TASK DETAILS: Please rescale the listing from the line containing "corresponds to cloud." to the line containing "top-left (0, 0), bottom-right (400, 200)", both included, and give back only those lines in full, requests and all, with every answer's box coordinates multiplied by 0.25 and rounded to whole numbers, halves up. Keep the numbers in the requests and their format samples as they are.

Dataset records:
====

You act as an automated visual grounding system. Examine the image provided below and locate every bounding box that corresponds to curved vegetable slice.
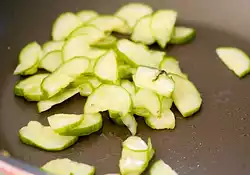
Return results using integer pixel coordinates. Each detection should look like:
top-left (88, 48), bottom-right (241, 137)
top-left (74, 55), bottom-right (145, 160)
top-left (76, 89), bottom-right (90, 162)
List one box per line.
top-left (115, 3), bottom-right (153, 28)
top-left (19, 121), bottom-right (78, 151)
top-left (94, 50), bottom-right (119, 84)
top-left (48, 114), bottom-right (83, 135)
top-left (149, 160), bottom-right (178, 175)
top-left (133, 66), bottom-right (175, 97)
top-left (216, 47), bottom-right (250, 77)
top-left (170, 27), bottom-right (196, 44)
top-left (41, 158), bottom-right (95, 175)
top-left (131, 15), bottom-right (155, 45)
top-left (42, 57), bottom-right (89, 98)
top-left (76, 10), bottom-right (98, 23)
top-left (151, 10), bottom-right (177, 48)
top-left (84, 84), bottom-right (132, 116)
top-left (171, 74), bottom-right (202, 117)
top-left (14, 42), bottom-right (42, 75)
top-left (39, 51), bottom-right (63, 72)
top-left (52, 12), bottom-right (82, 41)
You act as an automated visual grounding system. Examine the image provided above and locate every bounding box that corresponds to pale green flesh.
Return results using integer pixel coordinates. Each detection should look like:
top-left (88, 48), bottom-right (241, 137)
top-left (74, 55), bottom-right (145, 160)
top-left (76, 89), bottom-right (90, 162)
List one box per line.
top-left (52, 12), bottom-right (82, 41)
top-left (171, 74), bottom-right (202, 117)
top-left (216, 47), bottom-right (250, 77)
top-left (19, 121), bottom-right (78, 151)
top-left (41, 158), bottom-right (95, 175)
top-left (151, 10), bottom-right (177, 48)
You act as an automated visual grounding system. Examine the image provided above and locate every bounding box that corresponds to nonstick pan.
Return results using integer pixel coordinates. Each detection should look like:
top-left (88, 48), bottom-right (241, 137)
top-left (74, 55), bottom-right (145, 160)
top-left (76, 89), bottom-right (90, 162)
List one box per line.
top-left (0, 0), bottom-right (250, 175)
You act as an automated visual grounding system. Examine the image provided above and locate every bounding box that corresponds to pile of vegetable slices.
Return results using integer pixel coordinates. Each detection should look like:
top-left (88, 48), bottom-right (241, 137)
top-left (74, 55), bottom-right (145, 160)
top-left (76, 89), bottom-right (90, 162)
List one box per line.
top-left (14, 3), bottom-right (206, 175)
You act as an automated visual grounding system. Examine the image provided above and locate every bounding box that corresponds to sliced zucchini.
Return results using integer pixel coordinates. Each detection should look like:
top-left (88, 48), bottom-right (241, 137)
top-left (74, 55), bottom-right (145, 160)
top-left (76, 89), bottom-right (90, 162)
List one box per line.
top-left (19, 121), bottom-right (78, 151)
top-left (42, 57), bottom-right (89, 98)
top-left (117, 39), bottom-right (165, 68)
top-left (115, 3), bottom-right (153, 29)
top-left (171, 74), bottom-right (202, 117)
top-left (170, 27), bottom-right (196, 44)
top-left (133, 66), bottom-right (175, 97)
top-left (131, 15), bottom-right (155, 45)
top-left (160, 57), bottom-right (188, 78)
top-left (76, 10), bottom-right (98, 24)
top-left (94, 50), bottom-right (119, 84)
top-left (216, 47), bottom-right (250, 77)
top-left (37, 88), bottom-right (79, 113)
top-left (14, 42), bottom-right (42, 75)
top-left (39, 51), bottom-right (63, 72)
top-left (48, 114), bottom-right (83, 135)
top-left (151, 10), bottom-right (177, 48)
top-left (57, 113), bottom-right (102, 136)
top-left (14, 74), bottom-right (49, 101)
top-left (41, 158), bottom-right (95, 175)
top-left (52, 12), bottom-right (82, 41)
top-left (84, 84), bottom-right (132, 116)
top-left (149, 160), bottom-right (178, 175)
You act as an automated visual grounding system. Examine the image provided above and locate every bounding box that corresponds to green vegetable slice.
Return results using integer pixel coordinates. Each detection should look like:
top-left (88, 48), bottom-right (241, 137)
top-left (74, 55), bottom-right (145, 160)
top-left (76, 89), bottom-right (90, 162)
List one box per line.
top-left (149, 160), bottom-right (178, 175)
top-left (151, 10), bottom-right (177, 48)
top-left (171, 74), bottom-right (202, 117)
top-left (41, 158), bottom-right (95, 175)
top-left (216, 47), bottom-right (250, 77)
top-left (115, 3), bottom-right (153, 29)
top-left (14, 42), bottom-right (42, 75)
top-left (42, 57), bottom-right (89, 98)
top-left (170, 27), bottom-right (196, 44)
top-left (84, 84), bottom-right (132, 116)
top-left (19, 121), bottom-right (78, 151)
top-left (133, 66), bottom-right (175, 97)
top-left (52, 12), bottom-right (82, 41)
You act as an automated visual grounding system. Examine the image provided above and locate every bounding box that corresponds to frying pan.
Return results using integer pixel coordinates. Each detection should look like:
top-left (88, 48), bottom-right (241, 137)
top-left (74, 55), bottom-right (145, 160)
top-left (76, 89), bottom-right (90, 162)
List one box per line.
top-left (0, 0), bottom-right (250, 175)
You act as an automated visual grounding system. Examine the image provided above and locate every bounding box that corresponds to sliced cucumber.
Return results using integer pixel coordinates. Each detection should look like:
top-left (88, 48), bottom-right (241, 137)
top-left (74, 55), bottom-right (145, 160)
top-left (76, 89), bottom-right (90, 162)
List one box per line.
top-left (117, 39), bottom-right (165, 68)
top-left (170, 27), bottom-right (196, 44)
top-left (171, 74), bottom-right (202, 117)
top-left (216, 47), bottom-right (250, 77)
top-left (42, 57), bottom-right (89, 98)
top-left (39, 51), bottom-right (63, 72)
top-left (133, 66), bottom-right (175, 97)
top-left (37, 88), bottom-right (79, 113)
top-left (150, 160), bottom-right (178, 175)
top-left (115, 3), bottom-right (153, 29)
top-left (160, 57), bottom-right (188, 78)
top-left (57, 113), bottom-right (102, 136)
top-left (14, 42), bottom-right (42, 75)
top-left (76, 10), bottom-right (98, 23)
top-left (131, 15), bottom-right (155, 45)
top-left (14, 74), bottom-right (49, 101)
top-left (41, 158), bottom-right (95, 175)
top-left (52, 12), bottom-right (82, 41)
top-left (151, 10), bottom-right (177, 48)
top-left (84, 84), bottom-right (132, 116)
top-left (48, 114), bottom-right (83, 135)
top-left (19, 121), bottom-right (78, 151)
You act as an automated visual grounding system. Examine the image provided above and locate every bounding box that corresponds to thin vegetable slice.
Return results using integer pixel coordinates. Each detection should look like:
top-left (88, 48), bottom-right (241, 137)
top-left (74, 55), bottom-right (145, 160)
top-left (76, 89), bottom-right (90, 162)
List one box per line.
top-left (133, 66), bottom-right (175, 97)
top-left (52, 12), bottom-right (82, 41)
top-left (48, 114), bottom-right (83, 135)
top-left (115, 3), bottom-right (153, 29)
top-left (42, 57), bottom-right (89, 98)
top-left (14, 42), bottom-right (42, 75)
top-left (19, 121), bottom-right (78, 151)
top-left (84, 84), bottom-right (132, 116)
top-left (216, 47), bottom-right (250, 77)
top-left (149, 160), bottom-right (178, 175)
top-left (171, 74), bottom-right (202, 117)
top-left (151, 10), bottom-right (177, 48)
top-left (170, 27), bottom-right (196, 44)
top-left (41, 158), bottom-right (95, 175)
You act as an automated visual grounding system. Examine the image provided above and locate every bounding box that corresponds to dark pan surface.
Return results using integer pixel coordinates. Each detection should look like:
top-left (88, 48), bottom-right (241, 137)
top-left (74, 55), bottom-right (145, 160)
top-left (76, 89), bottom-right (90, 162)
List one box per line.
top-left (0, 0), bottom-right (250, 175)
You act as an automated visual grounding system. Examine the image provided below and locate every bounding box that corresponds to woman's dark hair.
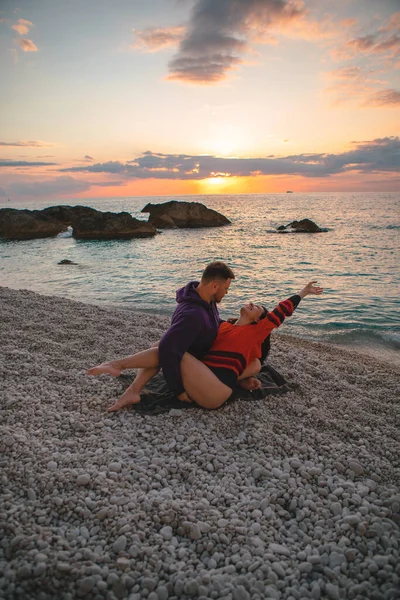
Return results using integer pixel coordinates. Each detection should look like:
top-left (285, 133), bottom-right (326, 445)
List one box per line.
top-left (201, 261), bottom-right (235, 283)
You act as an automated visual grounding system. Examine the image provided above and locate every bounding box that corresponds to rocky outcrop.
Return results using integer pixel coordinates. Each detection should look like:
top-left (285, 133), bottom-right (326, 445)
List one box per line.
top-left (142, 200), bottom-right (230, 229)
top-left (0, 208), bottom-right (66, 240)
top-left (0, 206), bottom-right (157, 240)
top-left (43, 206), bottom-right (157, 240)
top-left (277, 219), bottom-right (328, 233)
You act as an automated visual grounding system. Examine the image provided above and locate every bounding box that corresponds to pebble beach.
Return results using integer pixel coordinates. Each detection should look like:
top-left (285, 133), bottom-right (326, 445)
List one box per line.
top-left (0, 287), bottom-right (400, 600)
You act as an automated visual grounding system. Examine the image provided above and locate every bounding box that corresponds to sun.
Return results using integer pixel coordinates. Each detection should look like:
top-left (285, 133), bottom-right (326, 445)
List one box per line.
top-left (204, 177), bottom-right (226, 186)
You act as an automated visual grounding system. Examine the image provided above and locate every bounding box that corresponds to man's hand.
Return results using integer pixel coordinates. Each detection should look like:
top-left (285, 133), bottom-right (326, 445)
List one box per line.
top-left (299, 281), bottom-right (324, 298)
top-left (178, 392), bottom-right (192, 402)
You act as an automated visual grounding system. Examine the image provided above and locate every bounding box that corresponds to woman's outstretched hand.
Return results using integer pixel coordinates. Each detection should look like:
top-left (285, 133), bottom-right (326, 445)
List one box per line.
top-left (299, 281), bottom-right (324, 298)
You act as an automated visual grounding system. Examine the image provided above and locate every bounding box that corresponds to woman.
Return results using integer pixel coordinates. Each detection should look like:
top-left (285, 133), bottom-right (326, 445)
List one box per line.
top-left (87, 281), bottom-right (323, 412)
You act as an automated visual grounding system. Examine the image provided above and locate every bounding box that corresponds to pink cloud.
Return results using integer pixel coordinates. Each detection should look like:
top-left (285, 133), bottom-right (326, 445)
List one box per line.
top-left (11, 19), bottom-right (33, 35)
top-left (18, 39), bottom-right (38, 52)
top-left (365, 89), bottom-right (400, 107)
top-left (131, 25), bottom-right (185, 52)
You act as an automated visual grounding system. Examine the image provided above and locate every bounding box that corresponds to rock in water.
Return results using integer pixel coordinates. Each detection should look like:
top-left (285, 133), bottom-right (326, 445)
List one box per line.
top-left (0, 206), bottom-right (157, 240)
top-left (277, 219), bottom-right (328, 233)
top-left (142, 200), bottom-right (230, 229)
top-left (0, 208), bottom-right (65, 240)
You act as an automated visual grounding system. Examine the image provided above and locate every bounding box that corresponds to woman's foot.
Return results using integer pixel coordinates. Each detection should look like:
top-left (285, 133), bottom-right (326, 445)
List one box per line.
top-left (238, 377), bottom-right (261, 391)
top-left (86, 362), bottom-right (121, 377)
top-left (107, 388), bottom-right (140, 412)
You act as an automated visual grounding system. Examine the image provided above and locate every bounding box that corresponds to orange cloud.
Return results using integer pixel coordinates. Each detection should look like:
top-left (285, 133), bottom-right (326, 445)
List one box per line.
top-left (11, 19), bottom-right (33, 35)
top-left (18, 39), bottom-right (38, 52)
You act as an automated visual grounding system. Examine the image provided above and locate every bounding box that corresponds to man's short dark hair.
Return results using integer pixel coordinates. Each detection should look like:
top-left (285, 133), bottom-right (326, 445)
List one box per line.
top-left (201, 261), bottom-right (235, 283)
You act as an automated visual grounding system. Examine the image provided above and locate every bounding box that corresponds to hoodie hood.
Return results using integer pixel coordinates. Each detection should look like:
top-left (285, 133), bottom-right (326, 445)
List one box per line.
top-left (176, 281), bottom-right (210, 308)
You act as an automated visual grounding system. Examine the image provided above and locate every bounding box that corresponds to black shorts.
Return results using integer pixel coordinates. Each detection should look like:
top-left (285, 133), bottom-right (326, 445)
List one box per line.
top-left (207, 365), bottom-right (238, 390)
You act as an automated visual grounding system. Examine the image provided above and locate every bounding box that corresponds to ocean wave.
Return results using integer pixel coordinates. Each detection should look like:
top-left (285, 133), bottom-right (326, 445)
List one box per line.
top-left (57, 225), bottom-right (74, 238)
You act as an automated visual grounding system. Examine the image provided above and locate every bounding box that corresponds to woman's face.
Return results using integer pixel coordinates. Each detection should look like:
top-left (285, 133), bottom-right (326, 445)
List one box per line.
top-left (240, 302), bottom-right (264, 322)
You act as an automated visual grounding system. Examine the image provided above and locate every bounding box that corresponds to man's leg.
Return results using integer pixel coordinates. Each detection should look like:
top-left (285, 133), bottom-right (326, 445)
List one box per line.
top-left (86, 348), bottom-right (159, 377)
top-left (107, 367), bottom-right (160, 412)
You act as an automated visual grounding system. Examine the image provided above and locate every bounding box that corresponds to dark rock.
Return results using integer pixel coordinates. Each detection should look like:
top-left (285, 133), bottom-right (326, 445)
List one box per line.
top-left (73, 211), bottom-right (157, 240)
top-left (142, 200), bottom-right (230, 229)
top-left (0, 206), bottom-right (157, 240)
top-left (0, 208), bottom-right (65, 240)
top-left (277, 219), bottom-right (327, 233)
top-left (41, 205), bottom-right (101, 229)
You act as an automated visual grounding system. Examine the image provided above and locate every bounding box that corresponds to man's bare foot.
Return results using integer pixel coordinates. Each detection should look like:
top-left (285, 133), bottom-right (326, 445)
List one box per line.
top-left (107, 388), bottom-right (140, 412)
top-left (86, 362), bottom-right (121, 377)
top-left (238, 377), bottom-right (261, 391)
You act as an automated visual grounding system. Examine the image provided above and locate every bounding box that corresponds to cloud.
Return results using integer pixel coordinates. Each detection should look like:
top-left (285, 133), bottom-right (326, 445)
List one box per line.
top-left (325, 65), bottom-right (396, 107)
top-left (167, 0), bottom-right (306, 84)
top-left (11, 19), bottom-right (33, 35)
top-left (366, 89), bottom-right (400, 106)
top-left (0, 158), bottom-right (58, 167)
top-left (131, 25), bottom-right (185, 52)
top-left (17, 39), bottom-right (38, 52)
top-left (0, 175), bottom-right (124, 197)
top-left (338, 12), bottom-right (400, 58)
top-left (59, 137), bottom-right (400, 180)
top-left (0, 140), bottom-right (55, 148)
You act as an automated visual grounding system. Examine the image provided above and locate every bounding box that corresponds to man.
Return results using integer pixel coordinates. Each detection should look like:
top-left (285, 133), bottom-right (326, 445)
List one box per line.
top-left (158, 262), bottom-right (235, 402)
top-left (104, 262), bottom-right (235, 412)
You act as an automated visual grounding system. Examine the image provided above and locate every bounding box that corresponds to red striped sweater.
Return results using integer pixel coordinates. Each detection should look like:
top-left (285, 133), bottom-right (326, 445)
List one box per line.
top-left (202, 294), bottom-right (301, 377)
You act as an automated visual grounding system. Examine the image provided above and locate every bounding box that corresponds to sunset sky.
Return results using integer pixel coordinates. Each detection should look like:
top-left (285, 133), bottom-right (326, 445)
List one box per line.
top-left (0, 0), bottom-right (400, 200)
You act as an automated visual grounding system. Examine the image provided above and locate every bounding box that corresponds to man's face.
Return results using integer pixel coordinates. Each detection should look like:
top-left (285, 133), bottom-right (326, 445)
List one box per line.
top-left (214, 279), bottom-right (232, 303)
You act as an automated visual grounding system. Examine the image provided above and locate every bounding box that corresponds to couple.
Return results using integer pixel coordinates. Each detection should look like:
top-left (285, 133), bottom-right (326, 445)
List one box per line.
top-left (87, 262), bottom-right (323, 412)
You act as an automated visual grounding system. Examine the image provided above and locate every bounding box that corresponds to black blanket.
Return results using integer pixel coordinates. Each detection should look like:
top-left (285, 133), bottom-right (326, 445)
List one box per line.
top-left (119, 365), bottom-right (293, 415)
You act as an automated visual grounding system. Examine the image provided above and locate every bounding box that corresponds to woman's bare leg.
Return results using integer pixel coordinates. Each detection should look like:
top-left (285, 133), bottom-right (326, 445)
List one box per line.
top-left (107, 367), bottom-right (160, 412)
top-left (181, 352), bottom-right (232, 409)
top-left (238, 358), bottom-right (261, 390)
top-left (86, 348), bottom-right (159, 377)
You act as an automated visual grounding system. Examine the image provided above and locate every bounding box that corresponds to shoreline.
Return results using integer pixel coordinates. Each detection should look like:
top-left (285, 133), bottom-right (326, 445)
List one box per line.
top-left (0, 287), bottom-right (400, 600)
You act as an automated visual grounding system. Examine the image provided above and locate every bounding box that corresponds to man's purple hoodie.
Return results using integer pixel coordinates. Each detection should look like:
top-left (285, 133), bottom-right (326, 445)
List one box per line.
top-left (158, 281), bottom-right (221, 396)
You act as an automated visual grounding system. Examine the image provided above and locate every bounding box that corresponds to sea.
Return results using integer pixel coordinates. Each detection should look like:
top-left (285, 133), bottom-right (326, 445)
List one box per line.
top-left (0, 192), bottom-right (400, 366)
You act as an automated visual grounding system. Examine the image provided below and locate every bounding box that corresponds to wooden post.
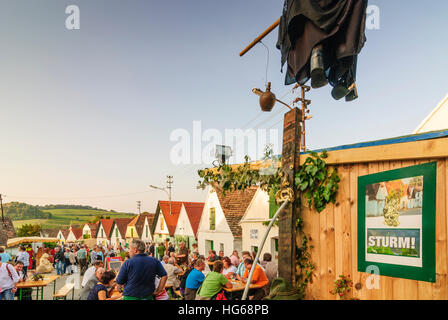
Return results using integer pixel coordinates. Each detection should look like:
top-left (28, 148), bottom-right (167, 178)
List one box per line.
top-left (278, 108), bottom-right (302, 285)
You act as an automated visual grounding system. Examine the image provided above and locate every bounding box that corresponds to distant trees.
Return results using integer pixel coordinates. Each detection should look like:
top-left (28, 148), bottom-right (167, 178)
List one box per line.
top-left (17, 224), bottom-right (42, 237)
top-left (4, 202), bottom-right (52, 220)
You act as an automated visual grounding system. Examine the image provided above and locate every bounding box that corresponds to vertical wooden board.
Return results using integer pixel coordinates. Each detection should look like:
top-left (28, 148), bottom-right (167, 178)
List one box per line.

====

EXERCISE RESPONSE:
You act as an automated visual grounding system. Examine the image provided above and locate every bounding box that corresponds to cloud.
Return results using integer pixel coordinates. Each detection should look like:
top-left (285, 133), bottom-right (326, 445)
List one box per line.
top-left (81, 16), bottom-right (99, 27)
top-left (42, 0), bottom-right (77, 21)
top-left (3, 5), bottom-right (8, 9)
top-left (92, 22), bottom-right (100, 27)
top-left (0, 40), bottom-right (15, 42)
top-left (33, 6), bottom-right (46, 13)
top-left (4, 10), bottom-right (10, 13)
top-left (0, 44), bottom-right (31, 49)
top-left (85, 3), bottom-right (100, 15)
top-left (15, 34), bottom-right (100, 45)
top-left (0, 35), bottom-right (14, 37)
You act as an automated visual grounding system. Examine the image provided above and locate every bounding box that corresponds to man.
Return results using integer pixel coordinates. Each detection should look like:
top-left (285, 133), bottom-right (326, 445)
List one box per line.
top-left (40, 66), bottom-right (59, 101)
top-left (26, 66), bottom-right (59, 103)
You act as an automated visual grounding system. Examine the image provided above and locate every bounding box that corresponds to red striped sweater.
Return results using integer pixel coordinates. Each detection should look like:
top-left (285, 133), bottom-right (326, 445)
List one box per line.
top-left (51, 74), bottom-right (75, 94)
You act as an automated visual grounding system. Examine the image provided above and locate every bounding box that corresponds to sunset sky.
Return results using integer pixel coordinates. Each detection should look like:
top-left (285, 133), bottom-right (326, 445)
List one box per line.
top-left (0, 0), bottom-right (100, 50)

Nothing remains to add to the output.